┌─ MATERIALS PROVIDED
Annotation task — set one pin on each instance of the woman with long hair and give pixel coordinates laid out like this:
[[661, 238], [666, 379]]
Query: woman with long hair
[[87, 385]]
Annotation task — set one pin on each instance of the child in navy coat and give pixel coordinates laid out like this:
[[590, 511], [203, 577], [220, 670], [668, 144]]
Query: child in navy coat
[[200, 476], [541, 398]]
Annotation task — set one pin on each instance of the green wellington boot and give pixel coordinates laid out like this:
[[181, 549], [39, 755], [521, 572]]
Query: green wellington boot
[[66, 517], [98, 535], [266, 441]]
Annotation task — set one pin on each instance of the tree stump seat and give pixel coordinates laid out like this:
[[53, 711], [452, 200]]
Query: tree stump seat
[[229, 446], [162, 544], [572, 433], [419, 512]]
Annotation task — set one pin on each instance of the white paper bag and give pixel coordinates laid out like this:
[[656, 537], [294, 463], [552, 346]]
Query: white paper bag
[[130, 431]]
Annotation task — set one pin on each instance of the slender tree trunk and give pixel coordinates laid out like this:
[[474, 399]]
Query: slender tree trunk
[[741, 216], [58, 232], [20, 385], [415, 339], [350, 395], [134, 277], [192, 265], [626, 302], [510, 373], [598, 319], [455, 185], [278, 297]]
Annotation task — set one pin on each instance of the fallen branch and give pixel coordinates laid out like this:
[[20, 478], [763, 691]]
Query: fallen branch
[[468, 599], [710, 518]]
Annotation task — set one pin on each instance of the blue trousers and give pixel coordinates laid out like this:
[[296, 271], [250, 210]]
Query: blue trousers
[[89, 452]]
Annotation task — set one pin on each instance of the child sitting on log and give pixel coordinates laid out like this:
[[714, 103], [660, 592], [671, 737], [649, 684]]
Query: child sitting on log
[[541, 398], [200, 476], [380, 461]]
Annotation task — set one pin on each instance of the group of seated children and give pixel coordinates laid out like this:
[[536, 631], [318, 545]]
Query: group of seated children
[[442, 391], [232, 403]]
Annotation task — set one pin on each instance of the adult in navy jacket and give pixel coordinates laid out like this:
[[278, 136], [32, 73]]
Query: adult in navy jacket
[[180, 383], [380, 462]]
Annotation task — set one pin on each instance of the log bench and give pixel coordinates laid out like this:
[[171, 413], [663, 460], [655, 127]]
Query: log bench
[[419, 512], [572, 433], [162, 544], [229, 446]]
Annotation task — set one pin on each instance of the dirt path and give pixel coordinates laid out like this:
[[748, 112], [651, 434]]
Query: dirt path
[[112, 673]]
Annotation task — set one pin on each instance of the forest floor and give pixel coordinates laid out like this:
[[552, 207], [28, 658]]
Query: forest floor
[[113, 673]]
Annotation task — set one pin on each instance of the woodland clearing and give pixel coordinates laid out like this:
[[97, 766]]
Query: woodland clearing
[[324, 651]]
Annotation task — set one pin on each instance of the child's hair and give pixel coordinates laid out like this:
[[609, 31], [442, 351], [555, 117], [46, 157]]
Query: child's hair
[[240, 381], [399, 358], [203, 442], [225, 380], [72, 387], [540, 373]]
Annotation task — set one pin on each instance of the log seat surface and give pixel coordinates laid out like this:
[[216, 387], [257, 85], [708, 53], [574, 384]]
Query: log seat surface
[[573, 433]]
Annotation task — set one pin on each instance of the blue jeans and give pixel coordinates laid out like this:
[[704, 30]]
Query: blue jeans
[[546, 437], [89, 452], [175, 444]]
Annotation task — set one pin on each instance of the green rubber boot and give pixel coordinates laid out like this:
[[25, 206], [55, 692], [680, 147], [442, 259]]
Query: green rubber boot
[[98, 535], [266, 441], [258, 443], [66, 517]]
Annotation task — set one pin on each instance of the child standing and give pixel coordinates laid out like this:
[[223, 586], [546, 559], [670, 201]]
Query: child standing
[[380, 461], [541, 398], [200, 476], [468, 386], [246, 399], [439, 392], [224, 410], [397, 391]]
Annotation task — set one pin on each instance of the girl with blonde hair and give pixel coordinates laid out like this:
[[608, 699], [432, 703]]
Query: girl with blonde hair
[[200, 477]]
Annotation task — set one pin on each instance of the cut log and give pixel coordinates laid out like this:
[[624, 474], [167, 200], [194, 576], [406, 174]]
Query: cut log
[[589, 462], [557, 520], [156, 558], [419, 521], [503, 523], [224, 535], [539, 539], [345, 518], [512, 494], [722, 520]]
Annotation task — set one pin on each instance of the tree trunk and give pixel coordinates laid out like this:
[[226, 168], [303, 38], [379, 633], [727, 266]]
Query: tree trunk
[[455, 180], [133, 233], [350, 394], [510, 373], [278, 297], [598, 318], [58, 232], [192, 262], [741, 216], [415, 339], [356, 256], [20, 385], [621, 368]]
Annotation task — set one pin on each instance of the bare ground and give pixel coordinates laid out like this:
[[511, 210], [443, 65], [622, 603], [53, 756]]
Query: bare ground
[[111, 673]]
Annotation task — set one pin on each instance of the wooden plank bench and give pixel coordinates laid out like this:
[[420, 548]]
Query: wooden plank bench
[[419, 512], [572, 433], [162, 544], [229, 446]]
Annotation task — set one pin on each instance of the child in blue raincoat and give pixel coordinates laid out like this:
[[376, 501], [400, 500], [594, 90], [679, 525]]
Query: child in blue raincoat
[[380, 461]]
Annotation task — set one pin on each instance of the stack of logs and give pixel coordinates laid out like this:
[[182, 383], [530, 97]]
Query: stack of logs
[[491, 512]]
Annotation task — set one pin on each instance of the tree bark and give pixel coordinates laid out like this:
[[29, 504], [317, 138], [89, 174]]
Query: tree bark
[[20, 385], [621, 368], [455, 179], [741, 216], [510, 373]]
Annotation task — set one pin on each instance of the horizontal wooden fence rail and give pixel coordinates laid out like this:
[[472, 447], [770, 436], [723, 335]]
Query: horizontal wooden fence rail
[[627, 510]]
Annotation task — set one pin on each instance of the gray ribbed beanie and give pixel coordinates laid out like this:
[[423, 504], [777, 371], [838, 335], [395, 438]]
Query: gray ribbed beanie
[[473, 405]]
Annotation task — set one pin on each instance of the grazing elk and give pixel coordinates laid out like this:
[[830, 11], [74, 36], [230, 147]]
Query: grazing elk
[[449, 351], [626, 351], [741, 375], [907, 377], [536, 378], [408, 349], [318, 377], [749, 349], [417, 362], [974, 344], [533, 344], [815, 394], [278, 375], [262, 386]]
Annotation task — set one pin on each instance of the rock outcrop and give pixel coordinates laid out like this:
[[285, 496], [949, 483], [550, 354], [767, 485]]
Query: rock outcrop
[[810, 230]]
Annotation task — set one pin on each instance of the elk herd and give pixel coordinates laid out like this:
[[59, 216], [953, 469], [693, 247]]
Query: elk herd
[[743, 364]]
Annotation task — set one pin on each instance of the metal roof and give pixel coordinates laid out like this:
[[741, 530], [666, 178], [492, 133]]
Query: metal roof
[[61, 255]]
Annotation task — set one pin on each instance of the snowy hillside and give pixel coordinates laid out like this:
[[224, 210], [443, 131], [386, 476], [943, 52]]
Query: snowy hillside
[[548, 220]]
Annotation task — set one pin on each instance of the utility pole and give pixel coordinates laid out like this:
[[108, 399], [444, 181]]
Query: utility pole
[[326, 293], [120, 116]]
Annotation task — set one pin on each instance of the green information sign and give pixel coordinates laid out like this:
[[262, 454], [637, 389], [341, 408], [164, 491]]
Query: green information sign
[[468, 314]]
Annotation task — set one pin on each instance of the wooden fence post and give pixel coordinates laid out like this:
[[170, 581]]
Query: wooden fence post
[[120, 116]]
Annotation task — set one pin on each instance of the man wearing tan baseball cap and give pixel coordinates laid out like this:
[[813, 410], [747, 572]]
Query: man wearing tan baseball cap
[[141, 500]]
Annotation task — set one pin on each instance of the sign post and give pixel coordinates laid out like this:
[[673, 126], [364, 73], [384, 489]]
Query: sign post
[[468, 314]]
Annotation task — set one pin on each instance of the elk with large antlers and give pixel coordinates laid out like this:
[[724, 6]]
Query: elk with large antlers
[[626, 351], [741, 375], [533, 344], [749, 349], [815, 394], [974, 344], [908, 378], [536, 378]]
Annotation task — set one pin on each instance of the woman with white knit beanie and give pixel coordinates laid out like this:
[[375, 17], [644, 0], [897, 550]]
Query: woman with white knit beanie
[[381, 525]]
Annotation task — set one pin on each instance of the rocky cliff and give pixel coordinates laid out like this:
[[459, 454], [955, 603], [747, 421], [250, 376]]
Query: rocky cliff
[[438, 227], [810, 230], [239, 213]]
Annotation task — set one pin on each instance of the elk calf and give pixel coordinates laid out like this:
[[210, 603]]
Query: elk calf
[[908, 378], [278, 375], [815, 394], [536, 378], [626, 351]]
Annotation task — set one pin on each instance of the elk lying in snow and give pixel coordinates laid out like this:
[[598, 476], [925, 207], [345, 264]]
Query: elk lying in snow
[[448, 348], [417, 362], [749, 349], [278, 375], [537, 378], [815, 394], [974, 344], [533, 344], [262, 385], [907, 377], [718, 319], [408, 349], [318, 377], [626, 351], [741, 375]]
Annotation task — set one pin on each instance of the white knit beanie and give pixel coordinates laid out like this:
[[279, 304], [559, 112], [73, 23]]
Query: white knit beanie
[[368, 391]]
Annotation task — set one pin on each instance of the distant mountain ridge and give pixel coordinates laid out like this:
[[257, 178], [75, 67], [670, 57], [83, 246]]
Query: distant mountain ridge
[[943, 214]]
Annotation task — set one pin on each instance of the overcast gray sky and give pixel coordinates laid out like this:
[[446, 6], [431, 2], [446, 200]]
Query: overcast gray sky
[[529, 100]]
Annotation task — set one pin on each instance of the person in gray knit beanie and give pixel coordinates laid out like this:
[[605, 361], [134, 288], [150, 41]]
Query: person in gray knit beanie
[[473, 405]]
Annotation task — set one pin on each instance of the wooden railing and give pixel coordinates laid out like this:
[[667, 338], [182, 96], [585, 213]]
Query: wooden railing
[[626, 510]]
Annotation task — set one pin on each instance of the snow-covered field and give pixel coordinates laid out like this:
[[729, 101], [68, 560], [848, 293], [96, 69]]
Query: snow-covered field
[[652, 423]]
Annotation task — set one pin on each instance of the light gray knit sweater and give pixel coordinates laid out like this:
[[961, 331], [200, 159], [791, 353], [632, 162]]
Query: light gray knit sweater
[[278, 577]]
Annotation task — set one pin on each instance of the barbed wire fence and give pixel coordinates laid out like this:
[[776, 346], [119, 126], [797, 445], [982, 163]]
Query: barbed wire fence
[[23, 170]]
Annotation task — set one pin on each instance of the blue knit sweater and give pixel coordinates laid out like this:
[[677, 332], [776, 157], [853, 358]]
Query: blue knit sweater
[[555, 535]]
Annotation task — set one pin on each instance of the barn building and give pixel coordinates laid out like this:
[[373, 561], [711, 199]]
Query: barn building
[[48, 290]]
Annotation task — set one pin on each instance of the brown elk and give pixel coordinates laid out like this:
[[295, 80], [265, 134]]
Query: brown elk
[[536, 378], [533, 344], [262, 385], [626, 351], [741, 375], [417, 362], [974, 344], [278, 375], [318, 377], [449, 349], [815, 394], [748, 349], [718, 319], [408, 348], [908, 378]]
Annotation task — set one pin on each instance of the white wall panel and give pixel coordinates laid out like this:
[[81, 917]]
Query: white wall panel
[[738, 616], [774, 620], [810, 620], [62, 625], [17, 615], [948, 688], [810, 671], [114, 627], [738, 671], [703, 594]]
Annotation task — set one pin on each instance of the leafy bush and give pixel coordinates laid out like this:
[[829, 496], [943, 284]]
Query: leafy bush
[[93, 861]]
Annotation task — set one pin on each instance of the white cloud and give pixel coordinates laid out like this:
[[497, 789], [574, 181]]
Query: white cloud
└─
**SET TASK**
In the records above, repeat word for word the lines beginning with the one that contains "the elk with" and continuing through the one that contains "[[908, 378], [278, 375], [815, 394], [536, 378], [626, 351]]", with both of those lines included.

**RESPONSE BELOW**
Annotation task — set one pin on each instance of the elk with large antlers and give pixel coordinates laid out like this:
[[724, 6]]
Query: elk with large antlers
[[626, 351], [741, 375], [533, 344], [749, 349], [815, 394], [974, 344], [908, 378], [536, 378]]
Annotation task — set one pin on each instance of the woman with white knit beanie and give pixel coordinates laid out like this:
[[375, 17], [644, 0], [897, 550]]
Query: woman with white knit beanie
[[381, 525]]
Annotation task — set one pin on each instance of the rocky cliff and give pixel coordinates laid out like this:
[[459, 454], [955, 603], [747, 421], [250, 376]]
Query: rocky cliff
[[438, 227], [810, 230], [239, 213]]
Annotation task — set one pin on each instance of the elk calf and give pixel coordinates laid out like this:
[[210, 603]]
Query: elk calf
[[908, 378], [278, 375], [815, 394], [536, 378], [626, 351]]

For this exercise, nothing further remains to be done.